+++ MATERIALS PROVIDED +++
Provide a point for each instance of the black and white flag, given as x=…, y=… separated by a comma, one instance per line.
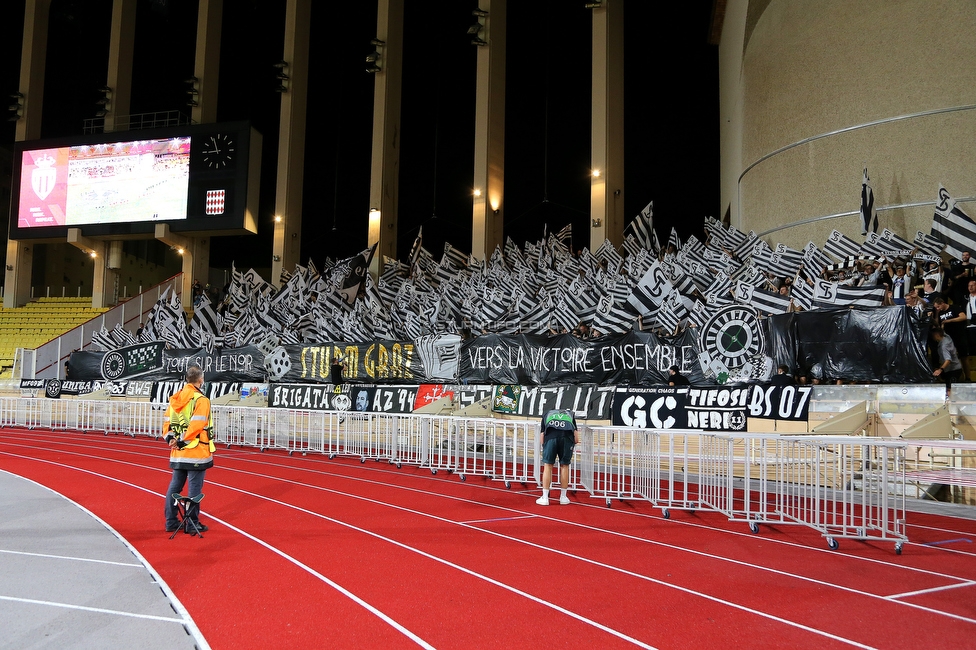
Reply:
x=953, y=227
x=840, y=245
x=869, y=218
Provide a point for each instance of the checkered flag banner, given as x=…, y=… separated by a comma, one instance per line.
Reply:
x=215, y=201
x=840, y=245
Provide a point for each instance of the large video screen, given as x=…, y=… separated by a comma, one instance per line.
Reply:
x=115, y=182
x=196, y=178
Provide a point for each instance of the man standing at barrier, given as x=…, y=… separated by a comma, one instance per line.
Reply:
x=188, y=431
x=559, y=436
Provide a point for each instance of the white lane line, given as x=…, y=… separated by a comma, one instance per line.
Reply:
x=70, y=557
x=342, y=590
x=188, y=623
x=617, y=534
x=386, y=618
x=488, y=521
x=254, y=457
x=932, y=590
x=345, y=592
x=594, y=528
x=97, y=610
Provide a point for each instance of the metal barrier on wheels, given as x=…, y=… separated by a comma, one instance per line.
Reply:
x=609, y=461
x=841, y=487
x=850, y=488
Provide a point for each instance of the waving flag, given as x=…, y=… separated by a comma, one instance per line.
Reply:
x=868, y=215
x=953, y=227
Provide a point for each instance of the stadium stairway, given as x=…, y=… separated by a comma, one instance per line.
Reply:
x=37, y=323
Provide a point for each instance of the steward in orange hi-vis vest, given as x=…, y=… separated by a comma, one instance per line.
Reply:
x=187, y=421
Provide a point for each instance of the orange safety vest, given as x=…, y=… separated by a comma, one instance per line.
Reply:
x=188, y=419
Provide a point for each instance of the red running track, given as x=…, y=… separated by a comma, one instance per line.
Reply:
x=311, y=552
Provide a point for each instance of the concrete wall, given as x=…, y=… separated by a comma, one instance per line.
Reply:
x=795, y=69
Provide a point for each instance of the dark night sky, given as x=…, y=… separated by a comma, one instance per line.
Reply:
x=671, y=108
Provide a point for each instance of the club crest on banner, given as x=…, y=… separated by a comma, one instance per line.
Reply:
x=729, y=339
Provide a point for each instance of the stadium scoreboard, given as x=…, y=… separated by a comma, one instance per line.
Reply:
x=199, y=179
+++
→ **WHAT NEEDS TO BE DONE**: Reproduce all of these lines with every "Provide" replaced by "Mark" and everything else unchanged, leaving the pictures out.

→ **OUTPUT**:
Mark a point for each instance of the black and white flag, given as x=…, y=… separated by a comma, one instance per line.
Reply:
x=953, y=227
x=840, y=245
x=869, y=218
Mark a point for each instance of the checkered flag banner, given as x=…, y=… separated by a comma, one instance per line.
Reply:
x=215, y=201
x=840, y=245
Mark a point for each instance of the large video screen, given as x=…, y=… separated by a comma, one instance per line.
Reply:
x=115, y=182
x=196, y=178
Mark a point for each instance of the man standing at barrier, given as x=…, y=… separated by a comma, one instance per line.
Reply:
x=188, y=431
x=559, y=436
Mark a point for each instance of the white lane line, given as x=…, y=… separated by a comma, one instance per line.
Reply:
x=70, y=557
x=342, y=590
x=188, y=623
x=617, y=534
x=386, y=618
x=488, y=521
x=254, y=457
x=932, y=590
x=345, y=592
x=594, y=528
x=97, y=610
Mark a point for each instance of the metal barrier on wheels, given as x=…, y=… separated by a comma, one instance per line.
Reply:
x=609, y=461
x=841, y=487
x=850, y=488
Mark a point for each instance of the waving flag, given as x=…, y=… separated by a comma, one instance per line.
Reply:
x=868, y=215
x=953, y=227
Mark a point for each instance of the stadium stairway, given as x=…, y=… separated by a comma, one instance per line.
Reply:
x=37, y=323
Mark a point for each instance of the steward in orange hi-vis vest, given as x=…, y=… separated by a comma, one instance per line.
Reply:
x=187, y=421
Mark a point for each instance of the orange safety vest, given as x=…, y=… separated by a comma, one instance per line.
Reply:
x=188, y=419
Mark a point for each instance of the red running track, given as x=…, y=… separated by a comma, one instance per line.
Reply:
x=311, y=552
Mark a point for each instance of the concrete wall, given as x=…, y=… separated by a comma, one instance per line.
Reply:
x=795, y=69
Mark a point for each instance of the dark night sky, given as x=…, y=… separated by a comma, one instance per line.
Reply:
x=671, y=108
Mark a point for each instance of the club crest on banner, given as x=…, y=… separated by a comma, one instance per line.
Reply:
x=729, y=339
Mark a point for each instance of the stadium scoreboard, given as x=…, y=… separated by a comma, one instance per line.
Reply:
x=199, y=179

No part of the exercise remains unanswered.